▶ **Page excerpt**:
┌────────

Plaintiff had the burden of proving that Manchester became insolvent within a year after the accident in December, 1974. The filing of the proceedings against Manchester in Ohio took place in September, 1975, and those proceedings ultimately ended with an adjudication of insolvency against Manchester in February, 1976. It is more probable than not that Manchester was insolvent when the proceedings were filed nine months after the date of the accident sued on in this case. In any event, this evidence established a prima facie case of insolvency against Manchester as of September, 1975, and the burden was on Protective to prove that Manchester was not insolvent so as to insulate it from liability under the uninsured provisions of the code.

Considering the policy that the uninsured motorist provisions of the law should be liberally construed in favor of the insured, it is appropriate for this burden of proof to be placed on Protective to prove that insolvency did not exist, rather than on plaintiff to prove that it did, once plaintiff proved that the proceedings were instituted against Manchester well within one year after the date of the accident.

└────────

▶ **Records shown**:
┌────────

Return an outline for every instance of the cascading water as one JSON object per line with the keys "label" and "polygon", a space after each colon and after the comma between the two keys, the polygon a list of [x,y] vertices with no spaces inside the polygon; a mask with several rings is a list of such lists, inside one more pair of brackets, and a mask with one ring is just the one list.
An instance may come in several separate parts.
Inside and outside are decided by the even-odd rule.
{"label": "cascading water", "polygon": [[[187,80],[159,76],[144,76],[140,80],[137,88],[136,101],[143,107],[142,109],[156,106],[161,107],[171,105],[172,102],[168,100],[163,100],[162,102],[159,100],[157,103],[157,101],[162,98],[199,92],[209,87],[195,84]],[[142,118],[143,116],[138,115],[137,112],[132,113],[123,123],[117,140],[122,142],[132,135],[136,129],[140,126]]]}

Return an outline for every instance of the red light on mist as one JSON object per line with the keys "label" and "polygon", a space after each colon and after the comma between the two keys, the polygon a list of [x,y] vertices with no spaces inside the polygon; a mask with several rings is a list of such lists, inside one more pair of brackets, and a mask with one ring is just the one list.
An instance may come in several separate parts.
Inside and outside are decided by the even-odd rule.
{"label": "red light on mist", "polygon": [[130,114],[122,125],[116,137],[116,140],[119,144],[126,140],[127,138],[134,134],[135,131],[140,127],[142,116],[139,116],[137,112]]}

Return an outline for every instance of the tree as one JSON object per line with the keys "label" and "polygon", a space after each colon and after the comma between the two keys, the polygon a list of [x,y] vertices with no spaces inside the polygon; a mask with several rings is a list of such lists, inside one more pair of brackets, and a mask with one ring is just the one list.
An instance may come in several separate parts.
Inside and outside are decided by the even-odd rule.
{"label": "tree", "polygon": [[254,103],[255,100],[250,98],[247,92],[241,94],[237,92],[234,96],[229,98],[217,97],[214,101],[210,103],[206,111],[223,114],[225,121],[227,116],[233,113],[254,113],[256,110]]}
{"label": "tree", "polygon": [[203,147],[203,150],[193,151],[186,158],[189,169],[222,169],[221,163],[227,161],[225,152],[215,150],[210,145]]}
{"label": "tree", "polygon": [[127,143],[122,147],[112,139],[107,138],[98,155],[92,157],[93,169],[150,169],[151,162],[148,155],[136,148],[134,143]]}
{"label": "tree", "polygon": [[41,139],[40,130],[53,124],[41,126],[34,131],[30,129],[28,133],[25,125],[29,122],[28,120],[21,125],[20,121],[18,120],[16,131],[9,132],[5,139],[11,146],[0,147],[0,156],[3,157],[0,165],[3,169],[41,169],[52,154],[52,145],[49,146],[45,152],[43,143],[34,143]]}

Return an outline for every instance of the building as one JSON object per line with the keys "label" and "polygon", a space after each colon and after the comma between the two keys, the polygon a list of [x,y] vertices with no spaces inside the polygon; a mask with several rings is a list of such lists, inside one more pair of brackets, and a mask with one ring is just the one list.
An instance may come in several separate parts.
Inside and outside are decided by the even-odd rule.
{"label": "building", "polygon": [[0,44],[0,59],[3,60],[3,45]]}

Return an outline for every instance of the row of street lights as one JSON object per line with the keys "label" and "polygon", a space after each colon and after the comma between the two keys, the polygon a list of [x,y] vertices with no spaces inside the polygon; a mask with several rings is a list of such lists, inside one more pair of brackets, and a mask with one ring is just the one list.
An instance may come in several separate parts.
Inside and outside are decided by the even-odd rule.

└────────

▶ **Goals**:
A: List each distinct month and year that the legal excerpt mentions.
B: How many lines of the records contain the string "cascading"? Reply with the number only.

▶ **Expected outputs**:
A:
December, 1974
September, 1975
February, 1976

B: 2